Raconter la naissance de Montréal en évitant les dates douloureuses.

Rue Sainte-Catherine, sous la plume de l’historien.

Œuvre incontournable de Paul-André Linteau, spécialiste, histoire de Montréal.

Livres - revues - 2010

s "La rue Sainte-Catherine, au cœur de la vie montréalaise" (éd. de l’Homme) a été conçu en complément à l’exposition "La rue Sainte-Catherine fait la une" réalisée par Pointe-à-Callière, musée d’archéologie et d’histoire de Montréal, en ce début d’année 2011.
Ce qui peut frapper un émotif patriote à l’abord de cet ouvrage, c’est le professionnalisme de l’historien non astreint au mercantilisme des journalistes qui doivent vendre de la copie: il n’agite pas le grelot de nos dates-martyres nationales. Ainsi, il divise l’ouverture de la rue Sainte-Catherine en quatre longues étapes :
1. 1758- 1788
2. 1820-1860
3. 1860-1890
4. 1890-1910
Comme nous avons l’habitude de situer la fondation de Montréal par le Sieur de Maisonneuve à 1642, nous constatons qu’il s’est passé un siècle avant que la bourgade n’ait besoin de s’éloigner du vieux port pour prendre de l’expansion à l’intérieur des terres.

• Consigne:
Reproduisez mot pour mot le passage du texte ci-dessus sur la rue Sainte-Catherine, en partant de « Raconter la naissance » et en allant jusqu'à « début d’année 2011. ».

• Matériel fourni:
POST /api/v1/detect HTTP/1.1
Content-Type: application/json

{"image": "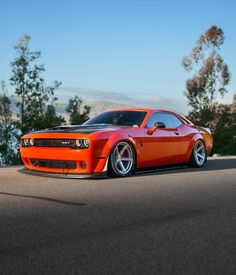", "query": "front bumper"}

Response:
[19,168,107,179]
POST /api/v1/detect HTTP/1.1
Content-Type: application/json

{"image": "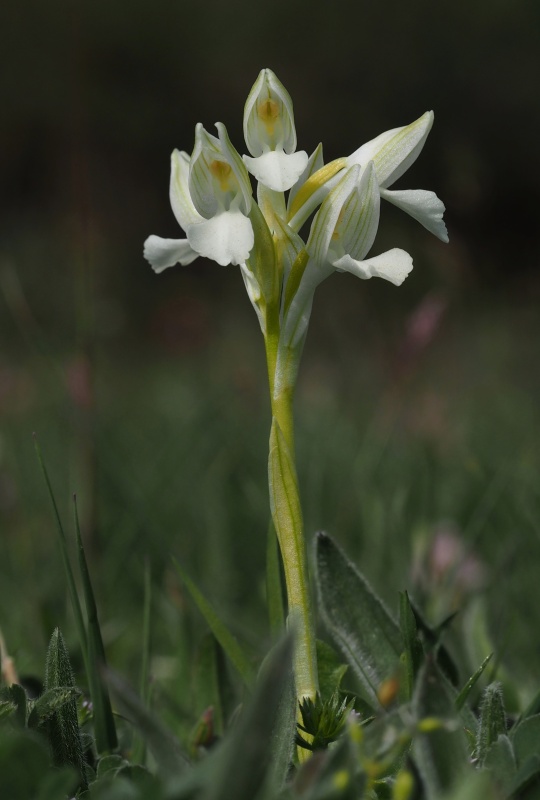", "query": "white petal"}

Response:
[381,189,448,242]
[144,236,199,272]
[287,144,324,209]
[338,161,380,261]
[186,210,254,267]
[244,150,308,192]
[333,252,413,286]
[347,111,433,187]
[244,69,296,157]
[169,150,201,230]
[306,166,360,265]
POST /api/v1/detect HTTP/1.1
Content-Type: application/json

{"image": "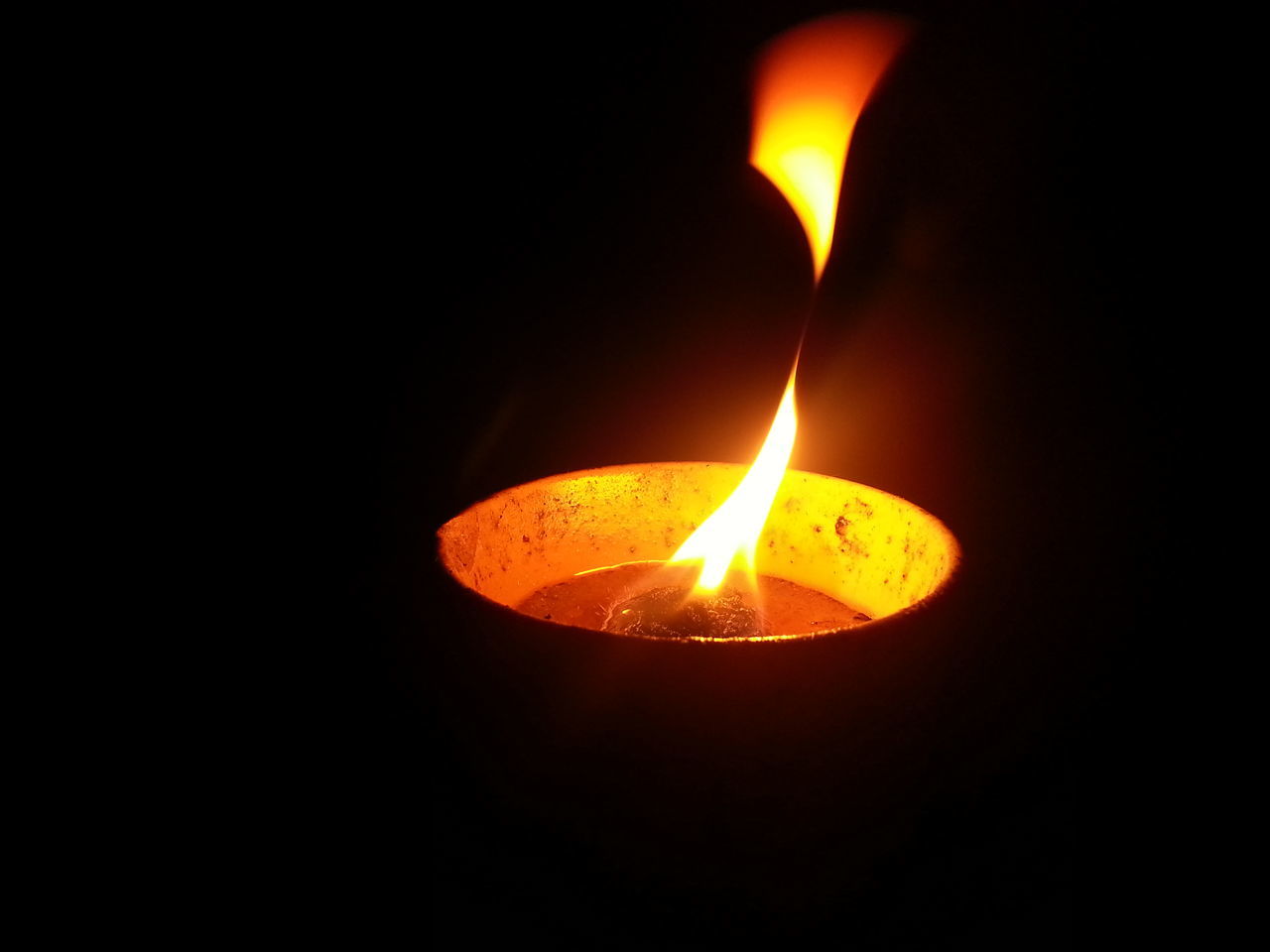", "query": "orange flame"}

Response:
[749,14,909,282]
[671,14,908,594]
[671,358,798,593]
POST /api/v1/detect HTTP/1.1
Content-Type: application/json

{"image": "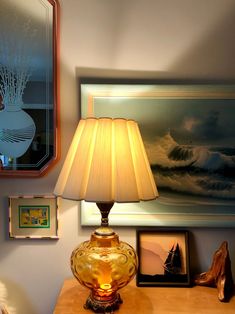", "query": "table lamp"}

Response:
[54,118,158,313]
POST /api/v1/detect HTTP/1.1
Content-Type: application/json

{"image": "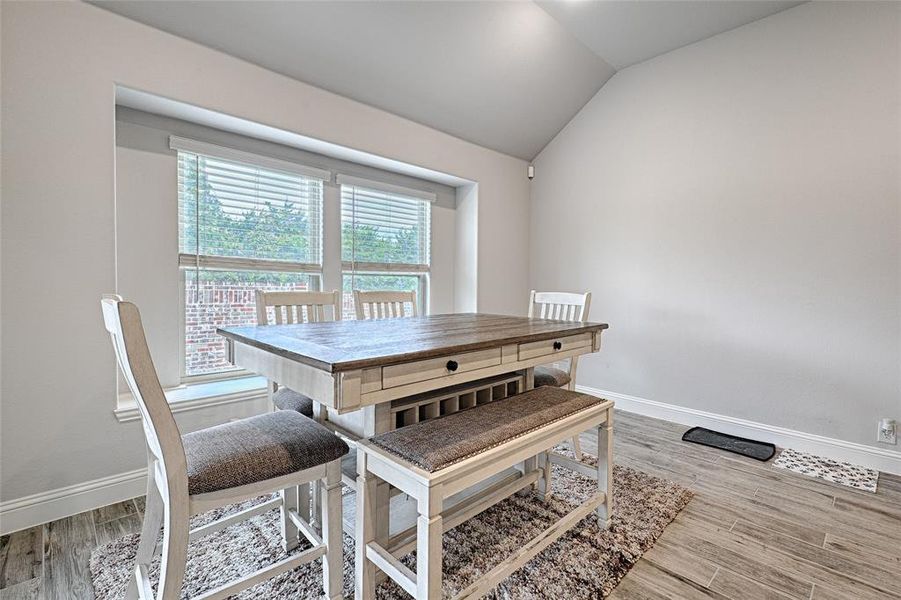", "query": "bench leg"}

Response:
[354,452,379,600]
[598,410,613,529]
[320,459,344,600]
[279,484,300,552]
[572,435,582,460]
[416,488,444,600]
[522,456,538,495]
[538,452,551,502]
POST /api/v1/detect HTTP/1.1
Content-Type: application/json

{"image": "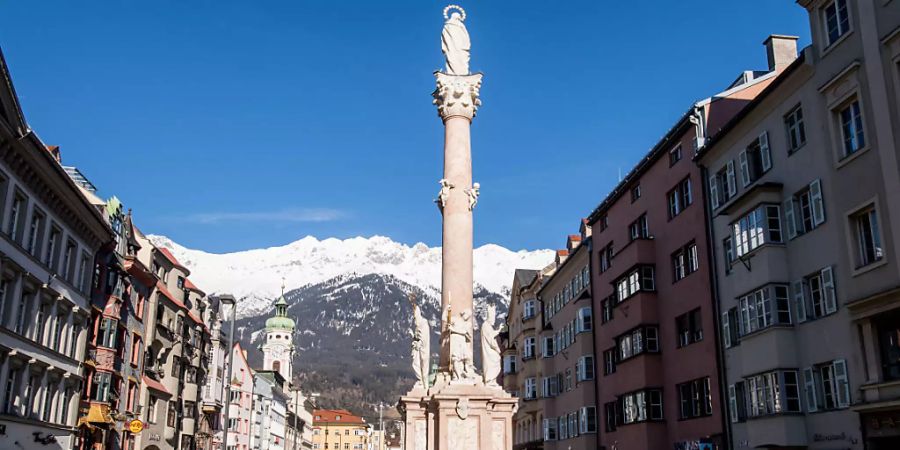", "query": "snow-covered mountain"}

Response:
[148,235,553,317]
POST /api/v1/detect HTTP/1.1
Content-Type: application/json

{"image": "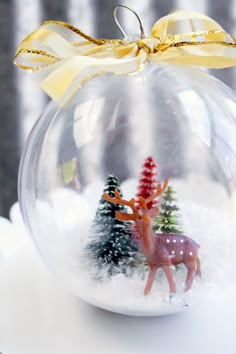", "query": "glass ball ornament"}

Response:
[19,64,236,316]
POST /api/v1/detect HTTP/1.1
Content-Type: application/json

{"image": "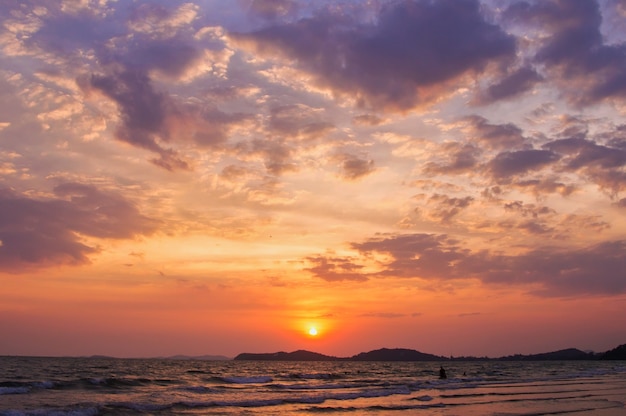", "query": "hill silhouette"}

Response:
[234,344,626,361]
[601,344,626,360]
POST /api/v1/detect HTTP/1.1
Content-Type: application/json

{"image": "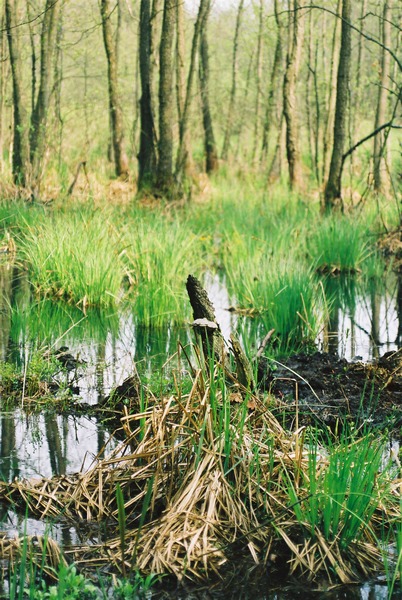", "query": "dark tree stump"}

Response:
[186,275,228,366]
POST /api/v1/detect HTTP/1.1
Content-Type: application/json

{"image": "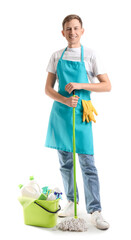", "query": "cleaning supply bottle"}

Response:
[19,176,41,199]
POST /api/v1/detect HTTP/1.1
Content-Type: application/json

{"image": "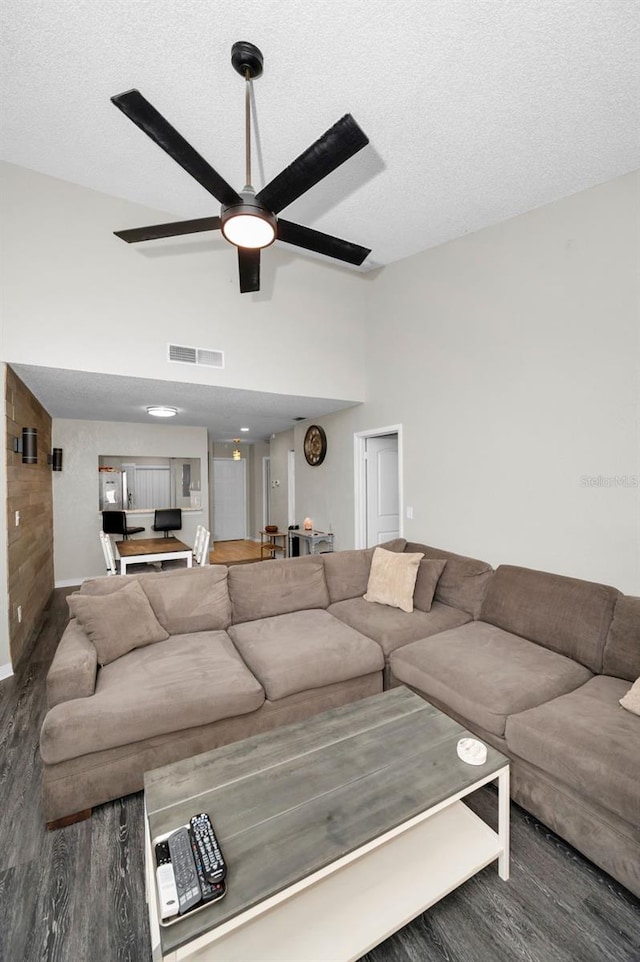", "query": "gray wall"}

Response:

• Résultat obtenu:
Raconter la naissance de Montréal en évitant les dates douloureuses.

Rue Sainte-Catherine, sous la plume de l’historien.

Œuvre incontournable de Paul-André Linteau, spécialiste, histoire de Montréal.

Livres - revues - 2010

s "La rue Sainte-Catherine, au cœur de la vie montréalaise" (éd. de l’Homme) a été conçu en complément à l’exposition "La rue Sainte-Catherine fait la une" réalisée par Pointe-à-Callière, musée d’archéologie et d’histoire de Montréal, en ce début d’année 2011.